=== Passage shown ===
We also learned that the SD is calculated as the square root of this variance term (remember raising a number to the 1/2 power is the same as taking its square root:

**SD = (variance) ^{1/2} = (SS/N)^{1/2}**

Now if we don't go through the mathematical step of taking a square root, i.e. we "drop the square root" as described in the organizer, we are actually working with variance. The simplest analysis of variance is called one-way ANOVA, and that is what we will consider next.

## One-way ANOVA

ANOVA is a method that can be used to analyze the variance of several experimental variables (independent variables) or several levels on one variable (independent variable) while maintaining the alpha level. In ANOVA procedures, the independent variables can be category designations or categorical (discontinuous) such as antibiotic or no antibiotic. The dependent variable such as the number of days of life span are considered to be a metric (continuous) variable. In ANOVA, the dependent variable is always a metric like number of days or results of a test.

Expanding the antibiotic experiment that was discussed in lesson 7, suppose instead of just giving antibiotic or no antibiotic, the experimenter decided to give three different levels of antibiotic (still a categorical variable) to see if any particular dosage is more effective. There are now three levels on the independent variable, and they are the three mouse groups. Group 1 has low level antibiotic; Group 2 has medium level antibiotic; and Group 3 has high level antibiotic. The t-test can no longer be used because there are more than two groups. The situation calls for the simplest ANOVA, a one-way ANOVA, sometimes called procedure ONEWAY. The null hypothesis for the three groups or levels in the above situation would be: Ho: µ_{LOW} = µ_{MED} = µ_{HI}

The results of the experiment are shown in the figure. Here we see the three group distributions. The LO and MED distributions are closer together than the HI distribution. Does this mean that HI is significantly different? How do we go about making any conclusions? The purpose of the ANOVA is to show whether or not there are differences in the means of the three groups. As with the other statistical tests that we have covered thus far, there is a typical flow of mathematical logic. Basically, we are going to determine an overall or grand mean for all three groups and then judge how different each of the individual means is from the grand mean.

=== Collected data entries ===
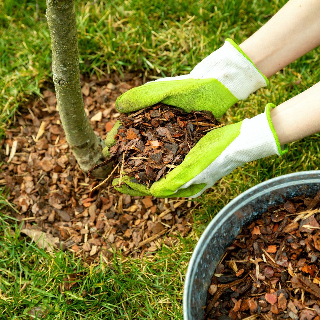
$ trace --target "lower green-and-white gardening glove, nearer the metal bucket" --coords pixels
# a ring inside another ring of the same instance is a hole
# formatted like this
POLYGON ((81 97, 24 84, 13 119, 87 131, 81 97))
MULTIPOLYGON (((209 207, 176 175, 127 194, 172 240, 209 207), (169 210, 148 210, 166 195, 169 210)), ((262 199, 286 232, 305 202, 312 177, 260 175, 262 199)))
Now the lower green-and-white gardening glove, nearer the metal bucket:
MULTIPOLYGON (((280 146, 271 122, 270 109, 274 107, 274 104, 268 103, 265 112, 258 116, 207 133, 180 165, 167 173, 165 178, 154 182, 150 189, 128 177, 123 180, 125 185, 116 189, 159 198, 195 198, 246 162, 275 154, 282 156, 288 149, 280 146)), ((115 179, 113 185, 118 182, 115 179)))

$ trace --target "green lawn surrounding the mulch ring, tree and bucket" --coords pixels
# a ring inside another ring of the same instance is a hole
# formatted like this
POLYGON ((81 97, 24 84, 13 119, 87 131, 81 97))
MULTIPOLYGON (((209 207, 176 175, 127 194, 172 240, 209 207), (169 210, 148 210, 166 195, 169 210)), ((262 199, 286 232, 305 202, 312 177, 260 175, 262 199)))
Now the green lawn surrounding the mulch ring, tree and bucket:
MULTIPOLYGON (((241 43, 285 2, 79 0, 81 72, 140 71, 149 78, 188 72, 225 38, 241 43)), ((14 112, 51 81, 44 13, 45 1, 0 2, 0 139, 14 112)), ((267 88, 237 103, 224 120, 252 117, 267 102, 279 104, 320 81, 319 53, 313 50, 278 72, 267 88)), ((261 181, 319 169, 319 137, 291 144, 282 158, 254 161, 223 178, 200 199, 188 238, 143 261, 121 262, 115 255, 108 266, 90 267, 69 253, 50 255, 20 237, 0 194, 0 319, 36 318, 27 316, 36 310, 45 310, 46 319, 182 319, 188 260, 207 223, 230 199, 261 181), (69 288, 68 281, 76 283, 69 288)))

=== Exercise description ===
Pick up the one-way ANOVA lesson above after its final sentence and continue writing it.

=== Written response ===
## Determining the grand and group means

Adding all of the values for life-span days and averaging over the number of mice in all groups produces the overall or grand mean or Xbar grand mean or X_{GM}. To determine the individual group means, the values within each group are summed and divided by their respective N's. In figure above, the tallest vertical line shows the grand mean and the vertical lines within the distributions show the individual means.

## Partitioning the variance

How do we determine whether any of the group means are different from the grand mean? Right now we are only going to consider the HI group. Find the HI group distribution in figure above. Look at the highest HI score in the right-hand tail of the HI distribution. The relationship between this value and the GM (grand mean) is described by the "total variance" which is made up of a "within group" variance and a "between group" variance.

**TOTAL VARIANCE**describes the relationship between the GM (grand mean) and the highest HI score in the right-hand tail of the HI distribution, and can be estimated as = S(X-X_{GM})². It can be seen as the longest dotted line in the figure above;**WITHIN GROUP**variance of the HI group, which is shown by dashed line between the highest HI value and the mean of the HI distribution, can be estimated as HI variance = S(X-Xbar_{HI})² ;**BETWEEN GROUP**variance, which is shown by the dotted line depicting the distance between the grand mean and the mean of the HI group, can be estimated as = S(Xbar_{HI}-X_{GM})².

## Determining the components of variance

We have only worked with the HI group so far. We would need to perform the same calculations for the LO and MED groups because the final estimates of the components of variance come from all three groups (i.e., K=3 in our example of testing three levels of antibiotics). The table below provides a summary of the one-way ANOVA calculations.

- The
**BETWEEN GROUP**variance is shown in the first row. It is calculated by subtracting the grand mean (GM) from the group mean (GP) for HI, MED, and LO groups, squaring the differences, and summing them to produce a sum of squares term for between groups (SSB). This SSB term is divided by K-1, where K is the number of groups (3 in this case), to provide a variance term, labelled MSB for the Mean of Squares Between groups, which represents the variance between groups. - The
**WITHIN GROUP**variance is shown in the second row of the table. It is derived from the sum of squared differences from the mean (SSW) of the HI group values (for example) averaged over N-K, where N represents the number in each group. Again this is a typical variance calculation and the new term is called MSW or Mean of Squares Within, here referring to the HI group. The term is sometimes called residual or error sum of squares (SSE). - The
**TOTAL VARIANCE**is shown in the last row. The df's associated with it are all the N's added together minus one. This term is sometimes called SST or TSS or total sum of squares.

## Comparing variances using an F-test

The F-test statistic is calculated as the ratio of the MSB divided by the MSW, i.e., Fcalc=MSB/MSW, as shown by the far right column in the table above. Just like for the t-test, the critical F-value is found from a table given the df's (degrees of freedom). If F_{calc} is greater than F_{crit} then the Ho is rejected, and the means of one or more groups are different (here it would be the HI group). If F_{calc} is less than F_{crit} then Ho stands. The groups are not significantly different.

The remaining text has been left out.